**Input data**

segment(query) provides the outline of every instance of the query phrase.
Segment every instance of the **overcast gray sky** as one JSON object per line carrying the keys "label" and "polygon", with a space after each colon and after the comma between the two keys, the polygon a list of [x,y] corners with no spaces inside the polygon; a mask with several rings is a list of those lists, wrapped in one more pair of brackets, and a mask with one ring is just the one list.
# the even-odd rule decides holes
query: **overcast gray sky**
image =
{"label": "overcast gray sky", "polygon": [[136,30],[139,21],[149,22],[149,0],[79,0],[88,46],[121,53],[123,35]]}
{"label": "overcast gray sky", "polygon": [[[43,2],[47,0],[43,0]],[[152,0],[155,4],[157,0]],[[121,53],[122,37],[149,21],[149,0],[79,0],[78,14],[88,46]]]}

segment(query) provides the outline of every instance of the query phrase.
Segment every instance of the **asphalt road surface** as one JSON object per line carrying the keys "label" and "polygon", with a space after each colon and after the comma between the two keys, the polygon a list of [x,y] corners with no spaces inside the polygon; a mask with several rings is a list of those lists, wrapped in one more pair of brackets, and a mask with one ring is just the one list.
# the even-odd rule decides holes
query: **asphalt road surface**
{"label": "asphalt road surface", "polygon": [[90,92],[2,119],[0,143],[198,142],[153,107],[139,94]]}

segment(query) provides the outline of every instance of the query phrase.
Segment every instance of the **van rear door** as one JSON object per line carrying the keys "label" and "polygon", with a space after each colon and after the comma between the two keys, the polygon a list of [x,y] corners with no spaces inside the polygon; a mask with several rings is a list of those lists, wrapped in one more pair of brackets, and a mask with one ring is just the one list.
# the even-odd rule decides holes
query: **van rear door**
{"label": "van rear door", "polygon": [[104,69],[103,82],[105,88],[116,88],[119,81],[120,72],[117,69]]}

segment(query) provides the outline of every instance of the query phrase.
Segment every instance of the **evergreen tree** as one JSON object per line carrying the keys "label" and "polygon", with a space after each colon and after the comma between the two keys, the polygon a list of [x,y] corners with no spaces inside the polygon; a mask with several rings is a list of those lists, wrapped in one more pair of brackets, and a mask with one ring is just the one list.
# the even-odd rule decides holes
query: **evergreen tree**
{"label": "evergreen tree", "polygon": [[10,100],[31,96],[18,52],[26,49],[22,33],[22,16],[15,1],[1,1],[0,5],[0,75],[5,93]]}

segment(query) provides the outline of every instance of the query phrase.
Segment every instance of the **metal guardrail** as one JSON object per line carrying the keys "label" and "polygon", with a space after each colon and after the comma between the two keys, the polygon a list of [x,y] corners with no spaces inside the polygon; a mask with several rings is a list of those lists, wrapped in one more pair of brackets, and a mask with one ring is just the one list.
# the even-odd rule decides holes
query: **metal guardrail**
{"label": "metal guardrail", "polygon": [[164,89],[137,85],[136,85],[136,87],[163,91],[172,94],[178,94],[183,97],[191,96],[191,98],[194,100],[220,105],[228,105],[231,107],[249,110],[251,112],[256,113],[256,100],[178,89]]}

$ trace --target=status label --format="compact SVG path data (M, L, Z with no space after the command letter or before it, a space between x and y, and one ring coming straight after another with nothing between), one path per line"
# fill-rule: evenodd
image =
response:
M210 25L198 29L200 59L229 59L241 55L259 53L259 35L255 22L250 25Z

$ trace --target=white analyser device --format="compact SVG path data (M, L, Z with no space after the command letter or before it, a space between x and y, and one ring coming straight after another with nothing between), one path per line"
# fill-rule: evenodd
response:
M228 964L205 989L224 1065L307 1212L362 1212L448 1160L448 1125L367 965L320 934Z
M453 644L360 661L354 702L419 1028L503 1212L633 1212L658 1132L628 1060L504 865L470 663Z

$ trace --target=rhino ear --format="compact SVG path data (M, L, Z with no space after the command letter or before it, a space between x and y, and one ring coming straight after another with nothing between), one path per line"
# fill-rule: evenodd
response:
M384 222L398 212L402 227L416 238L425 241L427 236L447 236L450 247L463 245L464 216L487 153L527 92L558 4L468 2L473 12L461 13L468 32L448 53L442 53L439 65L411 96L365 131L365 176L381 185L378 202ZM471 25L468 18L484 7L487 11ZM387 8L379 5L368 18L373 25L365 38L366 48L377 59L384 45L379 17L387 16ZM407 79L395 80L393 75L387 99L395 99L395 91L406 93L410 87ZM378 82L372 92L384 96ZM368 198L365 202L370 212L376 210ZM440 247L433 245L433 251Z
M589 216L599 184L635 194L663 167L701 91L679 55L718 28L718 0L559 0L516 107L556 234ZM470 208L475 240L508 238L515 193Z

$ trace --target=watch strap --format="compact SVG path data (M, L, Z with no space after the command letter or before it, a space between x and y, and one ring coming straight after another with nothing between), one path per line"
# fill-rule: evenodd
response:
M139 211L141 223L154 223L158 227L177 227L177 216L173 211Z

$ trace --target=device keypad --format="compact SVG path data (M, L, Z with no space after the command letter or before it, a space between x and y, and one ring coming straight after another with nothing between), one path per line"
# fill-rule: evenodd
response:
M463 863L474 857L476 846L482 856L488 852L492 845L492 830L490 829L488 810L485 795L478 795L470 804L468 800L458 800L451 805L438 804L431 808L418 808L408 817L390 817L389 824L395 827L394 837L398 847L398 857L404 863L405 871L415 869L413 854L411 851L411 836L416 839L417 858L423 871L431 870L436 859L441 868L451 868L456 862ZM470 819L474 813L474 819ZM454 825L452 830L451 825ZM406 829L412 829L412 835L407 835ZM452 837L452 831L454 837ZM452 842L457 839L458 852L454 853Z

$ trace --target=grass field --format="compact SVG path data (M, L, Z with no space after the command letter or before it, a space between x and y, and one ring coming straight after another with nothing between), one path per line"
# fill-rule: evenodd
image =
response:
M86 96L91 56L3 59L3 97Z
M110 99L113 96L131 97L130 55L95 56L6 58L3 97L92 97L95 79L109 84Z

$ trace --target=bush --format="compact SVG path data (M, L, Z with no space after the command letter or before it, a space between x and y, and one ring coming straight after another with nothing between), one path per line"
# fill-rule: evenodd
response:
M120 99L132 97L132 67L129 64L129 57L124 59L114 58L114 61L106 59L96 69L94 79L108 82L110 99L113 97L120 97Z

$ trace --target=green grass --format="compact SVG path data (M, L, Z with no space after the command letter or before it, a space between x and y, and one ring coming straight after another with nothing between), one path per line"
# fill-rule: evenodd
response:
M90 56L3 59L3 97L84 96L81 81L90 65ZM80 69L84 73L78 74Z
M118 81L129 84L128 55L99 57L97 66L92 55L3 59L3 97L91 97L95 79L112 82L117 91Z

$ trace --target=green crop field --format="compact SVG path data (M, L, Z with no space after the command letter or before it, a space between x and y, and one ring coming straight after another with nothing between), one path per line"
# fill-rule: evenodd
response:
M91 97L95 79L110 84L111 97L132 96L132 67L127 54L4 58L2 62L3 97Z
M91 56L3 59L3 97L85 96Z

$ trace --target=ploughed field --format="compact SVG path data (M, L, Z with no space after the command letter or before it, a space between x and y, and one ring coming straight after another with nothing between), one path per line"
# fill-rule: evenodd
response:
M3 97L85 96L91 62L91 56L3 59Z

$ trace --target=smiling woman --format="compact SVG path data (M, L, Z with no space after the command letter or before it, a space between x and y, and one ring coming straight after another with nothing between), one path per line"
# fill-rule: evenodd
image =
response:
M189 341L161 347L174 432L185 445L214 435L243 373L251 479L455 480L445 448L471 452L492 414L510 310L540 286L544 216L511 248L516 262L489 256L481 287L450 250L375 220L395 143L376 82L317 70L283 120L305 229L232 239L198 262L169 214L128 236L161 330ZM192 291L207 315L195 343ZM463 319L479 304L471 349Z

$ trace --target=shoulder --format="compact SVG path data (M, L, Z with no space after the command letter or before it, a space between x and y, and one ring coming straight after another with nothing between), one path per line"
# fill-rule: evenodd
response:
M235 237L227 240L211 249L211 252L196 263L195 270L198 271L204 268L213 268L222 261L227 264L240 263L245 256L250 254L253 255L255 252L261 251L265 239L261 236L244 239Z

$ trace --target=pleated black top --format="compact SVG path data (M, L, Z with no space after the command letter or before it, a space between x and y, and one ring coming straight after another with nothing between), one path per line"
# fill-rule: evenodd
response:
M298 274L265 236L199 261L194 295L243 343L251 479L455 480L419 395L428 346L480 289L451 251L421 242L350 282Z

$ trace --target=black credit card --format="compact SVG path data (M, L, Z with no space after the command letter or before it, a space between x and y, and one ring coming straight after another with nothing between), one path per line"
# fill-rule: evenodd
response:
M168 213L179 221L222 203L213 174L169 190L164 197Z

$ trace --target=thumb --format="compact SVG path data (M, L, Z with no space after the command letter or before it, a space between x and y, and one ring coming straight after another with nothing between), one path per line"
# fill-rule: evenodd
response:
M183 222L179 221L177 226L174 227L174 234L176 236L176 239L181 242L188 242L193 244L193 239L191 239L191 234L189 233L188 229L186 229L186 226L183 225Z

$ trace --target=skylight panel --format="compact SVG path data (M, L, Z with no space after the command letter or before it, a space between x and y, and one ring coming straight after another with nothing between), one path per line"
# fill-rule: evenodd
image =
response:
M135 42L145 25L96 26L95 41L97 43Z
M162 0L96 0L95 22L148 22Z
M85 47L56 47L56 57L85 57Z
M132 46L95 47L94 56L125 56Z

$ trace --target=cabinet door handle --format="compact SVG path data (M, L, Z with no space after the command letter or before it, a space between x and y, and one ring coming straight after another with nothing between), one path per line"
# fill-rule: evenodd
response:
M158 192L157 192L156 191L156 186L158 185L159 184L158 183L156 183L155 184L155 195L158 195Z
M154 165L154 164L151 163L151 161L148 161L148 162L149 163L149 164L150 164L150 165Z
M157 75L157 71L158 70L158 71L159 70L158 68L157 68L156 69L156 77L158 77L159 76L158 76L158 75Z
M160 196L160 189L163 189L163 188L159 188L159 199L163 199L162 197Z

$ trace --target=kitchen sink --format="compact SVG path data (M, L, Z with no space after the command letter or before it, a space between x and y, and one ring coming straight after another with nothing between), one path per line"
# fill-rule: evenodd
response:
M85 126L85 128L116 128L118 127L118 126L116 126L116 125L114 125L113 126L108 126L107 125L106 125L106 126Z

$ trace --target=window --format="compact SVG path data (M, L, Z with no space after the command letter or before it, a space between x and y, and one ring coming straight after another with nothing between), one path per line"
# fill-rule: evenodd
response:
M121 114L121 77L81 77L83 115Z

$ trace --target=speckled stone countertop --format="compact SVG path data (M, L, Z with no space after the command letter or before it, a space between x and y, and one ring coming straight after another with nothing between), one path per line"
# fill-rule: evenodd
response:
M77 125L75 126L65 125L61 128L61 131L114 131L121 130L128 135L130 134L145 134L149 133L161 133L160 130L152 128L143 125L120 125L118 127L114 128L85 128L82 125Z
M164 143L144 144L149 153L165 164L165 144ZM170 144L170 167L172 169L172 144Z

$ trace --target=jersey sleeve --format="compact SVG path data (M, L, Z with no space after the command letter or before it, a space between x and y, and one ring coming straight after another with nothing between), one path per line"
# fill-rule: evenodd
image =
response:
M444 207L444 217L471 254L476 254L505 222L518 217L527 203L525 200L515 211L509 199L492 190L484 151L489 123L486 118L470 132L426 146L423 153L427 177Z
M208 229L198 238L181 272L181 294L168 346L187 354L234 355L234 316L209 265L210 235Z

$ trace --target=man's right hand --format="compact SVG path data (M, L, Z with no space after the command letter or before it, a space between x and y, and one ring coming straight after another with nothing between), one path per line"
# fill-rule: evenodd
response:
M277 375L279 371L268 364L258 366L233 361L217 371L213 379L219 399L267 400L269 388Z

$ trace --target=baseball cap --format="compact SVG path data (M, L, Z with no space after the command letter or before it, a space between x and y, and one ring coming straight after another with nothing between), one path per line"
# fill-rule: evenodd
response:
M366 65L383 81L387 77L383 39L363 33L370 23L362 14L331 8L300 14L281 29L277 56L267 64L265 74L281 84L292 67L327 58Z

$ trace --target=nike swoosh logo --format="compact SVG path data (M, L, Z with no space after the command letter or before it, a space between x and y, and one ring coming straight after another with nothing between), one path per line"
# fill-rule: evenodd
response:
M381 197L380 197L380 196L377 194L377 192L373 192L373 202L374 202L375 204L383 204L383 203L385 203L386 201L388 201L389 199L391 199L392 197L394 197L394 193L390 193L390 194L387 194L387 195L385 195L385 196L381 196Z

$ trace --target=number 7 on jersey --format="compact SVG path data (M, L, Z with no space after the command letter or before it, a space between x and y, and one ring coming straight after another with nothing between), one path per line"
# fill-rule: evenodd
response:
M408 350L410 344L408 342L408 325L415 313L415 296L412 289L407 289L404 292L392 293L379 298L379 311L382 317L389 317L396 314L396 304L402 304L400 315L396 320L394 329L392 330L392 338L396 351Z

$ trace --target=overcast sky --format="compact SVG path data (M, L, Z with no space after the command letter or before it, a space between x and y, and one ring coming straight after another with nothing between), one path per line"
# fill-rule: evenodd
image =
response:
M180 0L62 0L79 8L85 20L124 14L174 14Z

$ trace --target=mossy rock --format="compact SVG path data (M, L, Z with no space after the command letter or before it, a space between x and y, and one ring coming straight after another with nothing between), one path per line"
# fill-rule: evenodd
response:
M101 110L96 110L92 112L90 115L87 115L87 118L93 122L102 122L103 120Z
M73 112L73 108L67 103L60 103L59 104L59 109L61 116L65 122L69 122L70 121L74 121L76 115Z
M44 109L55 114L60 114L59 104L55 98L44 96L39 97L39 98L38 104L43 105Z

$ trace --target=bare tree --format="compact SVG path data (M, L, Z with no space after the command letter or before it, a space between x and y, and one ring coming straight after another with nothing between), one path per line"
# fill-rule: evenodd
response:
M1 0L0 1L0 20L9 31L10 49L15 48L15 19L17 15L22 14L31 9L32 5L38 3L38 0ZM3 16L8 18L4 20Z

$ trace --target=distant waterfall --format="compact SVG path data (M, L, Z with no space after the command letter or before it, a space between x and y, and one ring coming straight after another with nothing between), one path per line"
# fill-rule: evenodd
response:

**Objective**
Reproduce the lines of the records above verbatim, starting with the line that contains "trace --target=overcast sky" and going on through the line that contains "M44 109L55 114L60", both included.

**Worked solution**
$ trace --target=overcast sky --format="compact SVG path data (M, L, Z with no space after the command letter or before it, a space between x and y, and one ring coming straight after another with nothing between), one path per line"
# fill-rule: evenodd
image =
response:
M180 0L62 0L79 8L85 20L124 14L174 14Z

$ trace --target=mossy rock --format="compact SVG path data (M, L, Z with no space after the command letter or before it, a space between x and y, and one ring coming straight after another with nothing between), one path per line"
# fill-rule: evenodd
response:
M101 110L96 110L92 112L90 115L87 115L87 118L93 122L102 122L103 120Z
M73 112L73 108L67 103L60 103L59 104L59 109L61 116L65 122L69 122L70 121L74 121L76 115Z
M44 109L55 114L60 114L59 104L55 98L44 96L39 97L39 98L38 104L43 105Z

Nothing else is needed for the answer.